Task description
Set down every entry exactly as given. Pictures are to be left out.

Dataset records
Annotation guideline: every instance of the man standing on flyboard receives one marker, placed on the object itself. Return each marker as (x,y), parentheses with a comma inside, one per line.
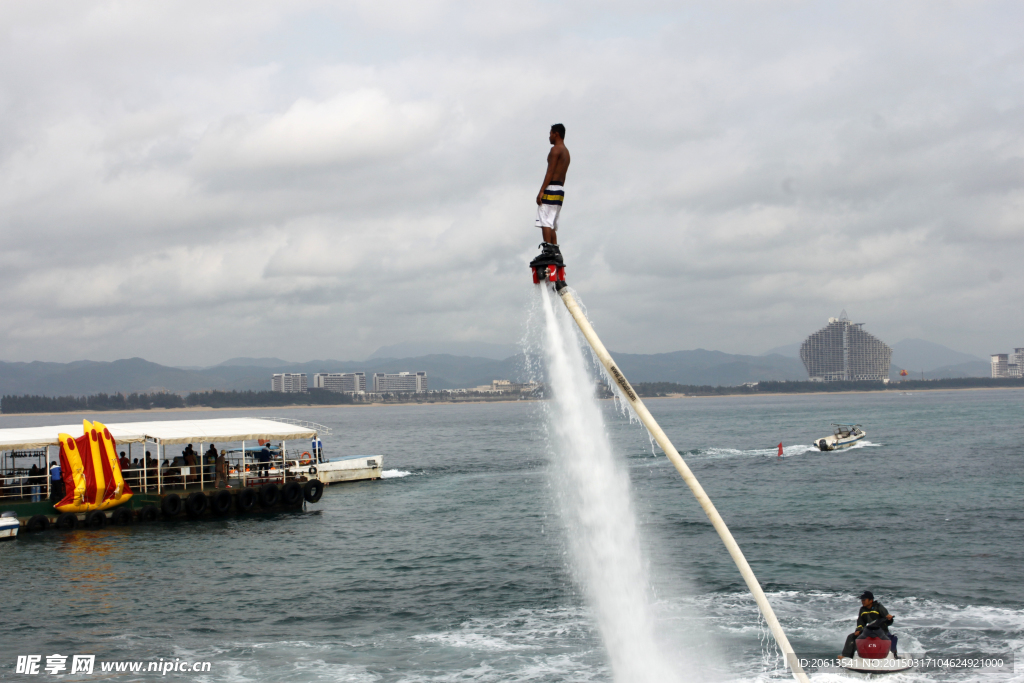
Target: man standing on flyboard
(549,200)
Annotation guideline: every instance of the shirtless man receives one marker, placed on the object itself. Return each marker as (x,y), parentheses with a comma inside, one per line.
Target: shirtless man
(549,200)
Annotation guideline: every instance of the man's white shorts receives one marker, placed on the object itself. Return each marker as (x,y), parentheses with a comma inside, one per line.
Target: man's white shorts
(551,206)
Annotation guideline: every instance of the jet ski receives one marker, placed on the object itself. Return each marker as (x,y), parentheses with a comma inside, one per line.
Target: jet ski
(875,653)
(548,266)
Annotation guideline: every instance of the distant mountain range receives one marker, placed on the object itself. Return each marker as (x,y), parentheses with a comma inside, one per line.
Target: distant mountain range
(445,371)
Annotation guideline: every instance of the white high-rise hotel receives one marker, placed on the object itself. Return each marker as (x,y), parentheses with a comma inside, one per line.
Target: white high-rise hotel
(289,382)
(843,351)
(1009,365)
(400,382)
(341,382)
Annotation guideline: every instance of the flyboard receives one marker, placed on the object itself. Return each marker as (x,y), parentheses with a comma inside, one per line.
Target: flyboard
(549,268)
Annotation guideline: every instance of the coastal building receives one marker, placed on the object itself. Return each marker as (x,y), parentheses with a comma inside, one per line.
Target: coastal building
(400,382)
(1009,365)
(289,382)
(341,382)
(505,386)
(843,351)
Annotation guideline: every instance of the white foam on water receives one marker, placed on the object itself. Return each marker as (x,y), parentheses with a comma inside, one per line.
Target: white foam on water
(391,474)
(787,451)
(593,493)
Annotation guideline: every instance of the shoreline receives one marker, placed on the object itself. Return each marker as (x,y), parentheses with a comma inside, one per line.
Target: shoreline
(827,393)
(766,394)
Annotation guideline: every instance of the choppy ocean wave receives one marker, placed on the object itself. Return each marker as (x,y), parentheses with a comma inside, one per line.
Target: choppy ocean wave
(391,474)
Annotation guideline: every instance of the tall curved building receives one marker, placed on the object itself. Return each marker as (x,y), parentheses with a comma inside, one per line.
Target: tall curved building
(843,351)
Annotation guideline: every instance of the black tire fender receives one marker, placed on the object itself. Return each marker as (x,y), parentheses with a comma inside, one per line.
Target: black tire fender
(269,495)
(312,491)
(95,519)
(171,505)
(196,504)
(67,521)
(220,503)
(121,516)
(245,501)
(38,523)
(291,495)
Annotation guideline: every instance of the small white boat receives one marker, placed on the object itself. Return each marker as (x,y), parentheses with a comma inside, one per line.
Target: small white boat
(348,468)
(886,665)
(844,437)
(8,525)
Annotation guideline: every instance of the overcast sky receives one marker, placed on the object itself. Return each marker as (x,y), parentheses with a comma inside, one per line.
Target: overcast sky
(190,181)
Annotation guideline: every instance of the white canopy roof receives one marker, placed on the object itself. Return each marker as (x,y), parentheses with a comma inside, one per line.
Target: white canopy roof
(169,431)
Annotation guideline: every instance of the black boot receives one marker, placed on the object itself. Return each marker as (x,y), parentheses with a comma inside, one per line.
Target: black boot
(552,252)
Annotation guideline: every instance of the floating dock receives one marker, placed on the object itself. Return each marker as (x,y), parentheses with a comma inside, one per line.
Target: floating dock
(263,471)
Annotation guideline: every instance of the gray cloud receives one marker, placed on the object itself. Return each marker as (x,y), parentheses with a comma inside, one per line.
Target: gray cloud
(309,179)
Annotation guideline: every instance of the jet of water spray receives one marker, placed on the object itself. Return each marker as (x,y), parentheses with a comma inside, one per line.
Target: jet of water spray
(594,495)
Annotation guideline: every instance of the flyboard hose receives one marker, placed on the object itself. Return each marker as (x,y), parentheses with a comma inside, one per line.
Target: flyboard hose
(691,481)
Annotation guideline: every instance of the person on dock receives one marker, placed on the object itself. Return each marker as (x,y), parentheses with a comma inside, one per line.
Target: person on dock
(210,460)
(221,470)
(35,476)
(264,459)
(188,458)
(870,610)
(549,200)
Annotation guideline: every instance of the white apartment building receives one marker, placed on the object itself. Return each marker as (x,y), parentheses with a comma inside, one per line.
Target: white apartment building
(400,382)
(1009,365)
(289,382)
(341,382)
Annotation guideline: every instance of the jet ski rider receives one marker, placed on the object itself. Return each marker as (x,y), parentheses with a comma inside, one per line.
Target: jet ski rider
(870,610)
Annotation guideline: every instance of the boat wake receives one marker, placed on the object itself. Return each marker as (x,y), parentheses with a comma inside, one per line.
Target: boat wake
(787,452)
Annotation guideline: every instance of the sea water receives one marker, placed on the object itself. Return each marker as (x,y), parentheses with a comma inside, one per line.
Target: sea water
(459,565)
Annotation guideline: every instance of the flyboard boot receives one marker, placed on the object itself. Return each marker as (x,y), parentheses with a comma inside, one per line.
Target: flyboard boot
(548,266)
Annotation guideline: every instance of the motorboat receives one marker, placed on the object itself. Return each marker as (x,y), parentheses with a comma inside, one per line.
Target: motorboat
(9,525)
(843,437)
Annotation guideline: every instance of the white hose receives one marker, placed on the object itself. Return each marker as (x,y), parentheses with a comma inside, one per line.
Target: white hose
(691,481)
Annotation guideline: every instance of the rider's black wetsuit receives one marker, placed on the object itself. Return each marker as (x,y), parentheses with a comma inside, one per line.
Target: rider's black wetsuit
(867,614)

Expected answer
Annotation guideline: every instance of the man standing on flyboard receives one marker, placed on the object itself. Return each marker as (x,y), parentheses with a comma inside, one per line.
Target: man standing on flyboard
(549,200)
Annotation guideline: every instance of the shirtless man receives one marker, placed on the object itself. Return each marker as (x,y), parentheses with a comma inside, one per line.
Target: shirtless man
(549,200)
Annotation guideline: every instance of the man's white shorts receives one marker, placed on the object itself. Return each marker as (x,y), parentheses with a comma inside, one per line.
Target: man's white shorts
(551,206)
Annotation guideline: every instance of the jet ski receives one marker, placed on the object itself. Return each marker as (x,y), parentheses with a comma inside, one per line.
Target: jet ski
(875,653)
(548,266)
Annotation guideline: every instance of the distant mountain range receives one marker, placed on the object itself. Return each marker as (x,y), parentheses with a comma inside, one per line.
Target: distant mountain range
(445,371)
Annotation guideline: every instance of the white high-rise hotel receives one marker, placed on the object itself. Return each marker as (x,y), parentheses with a comma inside, one per line.
Target: white high-rise hotel
(289,382)
(843,351)
(1009,365)
(400,382)
(341,382)
Annotation guideline: every instance of the flyboard receives one marker, placed on the object itself. Return each marker as (x,y), parentheses with a comma inside, one per line.
Target: flyboard
(549,268)
Annotation guideline: every instance of the coastal building receives one marker, placed on the object itself. Return each marker as (x,y), parentheses with a comma inside, one per line.
Target: coastal building
(400,382)
(1009,365)
(289,382)
(341,382)
(505,386)
(843,351)
Annotation guideline: every instance of the white foam on water receives one marker, placed on the object itself. Return each marker as (x,y), parentheses with a comma inside, one per line.
Target: white foam on water
(391,474)
(787,451)
(593,493)
Annotation guideline: every instance of the shoreline receives one marker, placed on the object itself. Return each marker as (x,y), parentheses with a comma inside, one per line.
Target: shoreline
(827,393)
(766,394)
Annotation guideline: every instance of the choppy ocean wave receives one marker, placed on the object itself. Return each marker as (x,y), parentheses with a comma inside, one per line.
Target: choppy ocean wave
(391,474)
Annotation guideline: every instance of the tall curved building receives one marker, placed on the object itself. Return each marker as (x,y), parentheses with a comma inside, one per line.
Target: tall curved building
(843,351)
Annotation guideline: every instance of the black tire fender receives one marker, placed on the object itself. Return each marker as (x,y), parentheses with a comma inside, one per line.
Target: black tire fender
(269,495)
(312,491)
(95,519)
(171,505)
(196,504)
(67,521)
(220,503)
(121,516)
(245,501)
(38,523)
(291,495)
Annotation guideline: every instance of the small white boat receives one marker, placed on the object itself. Return each marker as (x,y), parentheses with a comma inside, one per line.
Target: small white boat
(348,468)
(886,665)
(844,437)
(8,525)
Annotation guideline: every instance of the overcast sky receives one marker, placed on the object itself. Return each marker as (x,y), parentheses with a comma inside, one per line.
Target: overcast sky
(190,181)
Annotation guideline: every instance of the white canopy roof receives one marker, placed on the object itself. Return each marker as (x,y), parentheses with a comma inside, one per line.
Target: white canopy roof
(169,431)
Annotation guideline: every instance of the black boot receives one marker, placed on the object itself. Return each marker as (x,y), parentheses with a comma inside, one per line.
Target: black boot
(552,252)
Annotation guideline: every instance of the floating dock receives one marker, placed on the object itself. Return each marker as (x,y), parentheses with a comma inside, one per line.
Target: floating dock
(263,471)
Annotation guideline: every instance of the gray cloud receives one marker, placed on the object itself. Return each marker as (x,y), parentheses with a comma inside, one per line.
Target: gray cloud
(309,179)
Annotation guideline: every instance of the jet of water spray receives one marker, placed on the object itself. Return each marker as (x,y), parentheses with a comma inside, one per line.
Target: jet of water spray
(594,495)
Annotation guideline: every instance of the flyboard hose receives one marker, placed on the object itself. Return each marker as (x,y), parentheses with a comma inside, one per line.
Target: flyboard hose
(691,481)
Annotation guideline: every instance of the person on dock receives one marker, placed on the object itself. Return each marker as (x,y), parentheses with a comma inside, one per line.
Target: person on dock
(210,460)
(221,470)
(35,476)
(264,459)
(188,458)
(870,610)
(549,200)
Annotation guideline: every instance of the white apartment building receives one marker, placed on the object itself. Return each marker as (x,y), parentheses with a comma inside, one per line.
Target: white apartment building
(400,382)
(1009,365)
(289,382)
(341,382)
Annotation guideline: every instance of the jet ski rider receives one marker, placed on the object itself. Return each marker as (x,y), parentheses with a comma inside, one per line.
Target: jet ski rider
(870,610)
Annotation guideline: every instance of the boat wake receives one marker, placed on the object itself. Return each marker as (x,y), parentheses with a comma inside, one per line.
Target: boat wake
(787,452)
Annotation guideline: every instance of the sea water receives one marker, placed on the object itself. Return each marker as (x,y), parentheses with a comma inside, one per line.
Target: sea water
(459,565)
Annotation guideline: every instance of the flyboard boot receives one marker, placed on the object itself. Return each marker as (x,y), parentheses with a comma inside, one per line.
Target: flyboard boot
(548,266)
Annotation guideline: every instance of the motorboat receives one marker, placed on the object itself. Return each marker as (x,y), parentheses with a comma inside, one per line.
Target: motorboat
(9,525)
(843,437)
Annotation guideline: every instance of the white hose receives one marker, placed on the object itself. Return each marker as (x,y), parentheses with a comma inside, one per line.
Target: white hose
(691,481)
Annotation guideline: every instance of the rider's black wetsuit receives one marker, placed on the object itself. Return each marker as (x,y), parentheses with a comma inside, one per line.
Target: rider's black wetsuit
(867,614)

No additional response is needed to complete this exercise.